Data for analysis Start Marker
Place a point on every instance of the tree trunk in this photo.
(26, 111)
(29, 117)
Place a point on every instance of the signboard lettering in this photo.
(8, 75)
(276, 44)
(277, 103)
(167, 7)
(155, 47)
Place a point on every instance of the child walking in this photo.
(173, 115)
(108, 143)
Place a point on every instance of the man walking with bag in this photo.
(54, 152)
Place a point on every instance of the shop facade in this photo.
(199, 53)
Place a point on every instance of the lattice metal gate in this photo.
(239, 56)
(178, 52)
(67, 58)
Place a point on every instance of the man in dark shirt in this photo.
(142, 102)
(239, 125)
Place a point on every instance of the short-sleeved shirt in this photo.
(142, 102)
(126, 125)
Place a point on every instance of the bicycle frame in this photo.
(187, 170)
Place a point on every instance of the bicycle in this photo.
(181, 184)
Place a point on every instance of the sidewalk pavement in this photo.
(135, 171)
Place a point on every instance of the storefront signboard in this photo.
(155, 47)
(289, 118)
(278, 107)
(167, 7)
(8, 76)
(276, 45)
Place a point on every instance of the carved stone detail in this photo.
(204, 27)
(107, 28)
Data for analysis End Marker
About this task: Your reply should be a verbatim retyping of the lines from the one that holds "Place a point on every instance of the bicycle frame" through the last line of the entries.

Answer box:
Place a point on every instance of the bicycle frame in this photo.
(187, 170)
Place a point on every instance of the bicycle in this photo.
(181, 184)
Place a point on every instance of the sidewalk pavement in this photo.
(135, 171)
Place a point on every instance of the storefront signboard in this photo.
(155, 47)
(289, 118)
(278, 107)
(167, 7)
(8, 76)
(276, 45)
Place a point on every instance of the carved stone detail in this photo.
(204, 27)
(107, 28)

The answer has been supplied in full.